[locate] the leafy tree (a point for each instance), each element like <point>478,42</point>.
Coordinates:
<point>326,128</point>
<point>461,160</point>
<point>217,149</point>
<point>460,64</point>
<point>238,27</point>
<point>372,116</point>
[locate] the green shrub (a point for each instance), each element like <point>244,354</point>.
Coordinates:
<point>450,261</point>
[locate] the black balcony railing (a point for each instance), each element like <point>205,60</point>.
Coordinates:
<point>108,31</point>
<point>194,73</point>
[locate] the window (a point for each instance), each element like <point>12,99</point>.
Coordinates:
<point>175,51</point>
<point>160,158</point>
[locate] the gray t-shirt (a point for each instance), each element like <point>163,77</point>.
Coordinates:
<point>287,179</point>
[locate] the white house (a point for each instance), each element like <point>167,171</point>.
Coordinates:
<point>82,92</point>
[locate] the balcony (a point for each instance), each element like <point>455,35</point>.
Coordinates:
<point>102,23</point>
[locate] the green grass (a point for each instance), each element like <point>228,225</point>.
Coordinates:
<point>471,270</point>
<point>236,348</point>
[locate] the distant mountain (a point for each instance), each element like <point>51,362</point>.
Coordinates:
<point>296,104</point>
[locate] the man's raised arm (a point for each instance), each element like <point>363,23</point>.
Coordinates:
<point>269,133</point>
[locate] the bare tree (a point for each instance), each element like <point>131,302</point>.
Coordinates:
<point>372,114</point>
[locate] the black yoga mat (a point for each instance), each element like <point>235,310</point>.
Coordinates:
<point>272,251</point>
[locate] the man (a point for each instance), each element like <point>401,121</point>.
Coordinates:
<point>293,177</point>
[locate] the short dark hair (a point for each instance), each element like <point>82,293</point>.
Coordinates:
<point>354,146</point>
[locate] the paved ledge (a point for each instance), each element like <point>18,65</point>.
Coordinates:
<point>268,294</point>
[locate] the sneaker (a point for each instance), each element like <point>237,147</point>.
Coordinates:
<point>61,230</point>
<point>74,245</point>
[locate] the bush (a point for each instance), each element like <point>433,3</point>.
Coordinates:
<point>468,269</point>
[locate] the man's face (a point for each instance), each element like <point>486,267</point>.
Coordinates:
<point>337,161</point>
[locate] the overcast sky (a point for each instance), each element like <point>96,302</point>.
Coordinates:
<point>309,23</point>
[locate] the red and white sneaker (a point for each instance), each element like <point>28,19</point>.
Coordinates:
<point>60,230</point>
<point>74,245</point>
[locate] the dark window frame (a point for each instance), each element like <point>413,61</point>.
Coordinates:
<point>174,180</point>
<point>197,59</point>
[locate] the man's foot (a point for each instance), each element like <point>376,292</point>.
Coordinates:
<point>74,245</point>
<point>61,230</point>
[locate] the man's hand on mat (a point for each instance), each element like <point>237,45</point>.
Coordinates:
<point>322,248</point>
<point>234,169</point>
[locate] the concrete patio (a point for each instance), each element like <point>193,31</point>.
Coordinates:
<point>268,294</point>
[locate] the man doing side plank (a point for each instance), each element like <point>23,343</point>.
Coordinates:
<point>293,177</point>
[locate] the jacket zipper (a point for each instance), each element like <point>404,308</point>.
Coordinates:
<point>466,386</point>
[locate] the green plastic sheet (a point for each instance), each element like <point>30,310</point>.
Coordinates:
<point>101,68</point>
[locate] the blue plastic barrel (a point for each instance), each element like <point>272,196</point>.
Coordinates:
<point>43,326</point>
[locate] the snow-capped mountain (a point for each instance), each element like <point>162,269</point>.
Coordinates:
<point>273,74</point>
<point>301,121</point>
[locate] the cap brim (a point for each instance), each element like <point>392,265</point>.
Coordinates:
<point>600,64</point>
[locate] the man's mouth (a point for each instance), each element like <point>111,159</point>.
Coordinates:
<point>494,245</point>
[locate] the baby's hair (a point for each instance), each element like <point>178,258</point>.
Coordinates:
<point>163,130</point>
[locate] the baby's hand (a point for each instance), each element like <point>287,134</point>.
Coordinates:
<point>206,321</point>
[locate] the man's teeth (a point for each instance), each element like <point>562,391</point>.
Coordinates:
________________________
Output the full listing exactly as it stands.

- **Solution to this problem**
[locate] the leafy tree (a point for each instance), each element like <point>478,42</point>.
Coordinates:
<point>326,128</point>
<point>461,160</point>
<point>217,149</point>
<point>460,64</point>
<point>238,27</point>
<point>372,116</point>
[locate] the green shrub (a point for each instance), each element like <point>244,354</point>.
Coordinates:
<point>450,261</point>
[locate] the black balcony railing (a point for each instance), each element like <point>205,60</point>.
Coordinates:
<point>108,31</point>
<point>194,73</point>
[locate] the window (a point for each instance), each element like <point>12,99</point>.
Coordinates:
<point>175,51</point>
<point>160,158</point>
[locate] the gray t-shirt (a point for each instance), each element like <point>163,77</point>.
Coordinates:
<point>287,179</point>
[locate] the white house (a point for each instance), each element like <point>167,171</point>.
Coordinates:
<point>82,92</point>
[locate] the balcony (a point for each instance), each element like <point>455,35</point>.
Coordinates:
<point>102,23</point>
[locate] the green grass (a point for each instance), each element like <point>228,225</point>.
Coordinates:
<point>471,270</point>
<point>236,348</point>
[locate] the distant mountain (a point for each instance), each element like <point>51,362</point>.
Coordinates:
<point>296,104</point>
[locate] the man's raised arm (a point for each instance), each element like <point>363,23</point>.
Coordinates:
<point>269,133</point>
[locate] the bare tree (a point for each instance), each element like <point>131,302</point>.
Coordinates:
<point>372,114</point>
[locate] the black yoga mat (a point for each instance), each element like <point>235,310</point>.
Coordinates:
<point>272,251</point>
[locate] the man (a point for each instance), each element like <point>401,121</point>.
Coordinates:
<point>293,177</point>
[locate] the short dark hair (a point for each instance), each element like <point>82,293</point>.
Coordinates:
<point>354,146</point>
[locate] the paved ledge (a point for each instance), each element like <point>18,65</point>.
Coordinates:
<point>268,294</point>
[locate] the sneaker (a point for each instance), each element like <point>237,147</point>.
Coordinates:
<point>61,230</point>
<point>74,245</point>
[locate] the bush (a point for each instance), each element like <point>433,3</point>.
Coordinates:
<point>468,269</point>
[locate] the man's face (a point for each instance), each element like <point>486,267</point>.
Coordinates:
<point>337,161</point>
[locate] the overcast sky (a point for each instance), each element like <point>96,302</point>.
Coordinates:
<point>309,23</point>
[locate] the red and white sneaker (a point for each instance), each element like <point>28,19</point>.
Coordinates:
<point>60,230</point>
<point>74,245</point>
[locate] the dark window frame (a point for each instance), each element like <point>413,61</point>.
Coordinates:
<point>174,180</point>
<point>197,59</point>
[locate] the man's foot (a point for each instance), each element like <point>376,292</point>.
Coordinates:
<point>74,245</point>
<point>61,230</point>
[locate] the man's hand on mat (a point for each instance), each element like <point>237,45</point>.
Coordinates:
<point>322,248</point>
<point>234,169</point>
[locate] the concrete patio (a point for each instance), each element like <point>193,31</point>.
Coordinates:
<point>268,294</point>
[locate] the man doing side plank (a point for each instance), each element like <point>23,343</point>.
Coordinates:
<point>293,177</point>
[locate] the jacket zipper (a point for each instance), each element like <point>404,308</point>.
Coordinates:
<point>466,386</point>
[locate] the green plastic sheet (a point for each instance), each element like <point>30,310</point>.
Coordinates:
<point>101,68</point>
[locate] the blue plastic barrel (a point for each instance), each element like <point>272,196</point>.
Coordinates:
<point>43,326</point>
[locate] the snow-capped mountain (a point for each instance), each element like <point>162,269</point>.
Coordinates:
<point>273,74</point>
<point>301,121</point>
[locate] the cap brim (a point for each instance), each element like <point>392,265</point>.
Coordinates:
<point>600,64</point>
[locate] the man's mouth (a point for each instance), each element like <point>111,159</point>.
Coordinates:
<point>494,245</point>
[locate] the baby's hair (a point for each instance), each element like <point>178,258</point>.
Coordinates:
<point>163,130</point>
[locate] the baby's hand (a point for each instance), each element like <point>287,134</point>.
Coordinates:
<point>206,321</point>
[locate] the man's teeth (a point for each instance), each element like <point>562,391</point>.
Coordinates:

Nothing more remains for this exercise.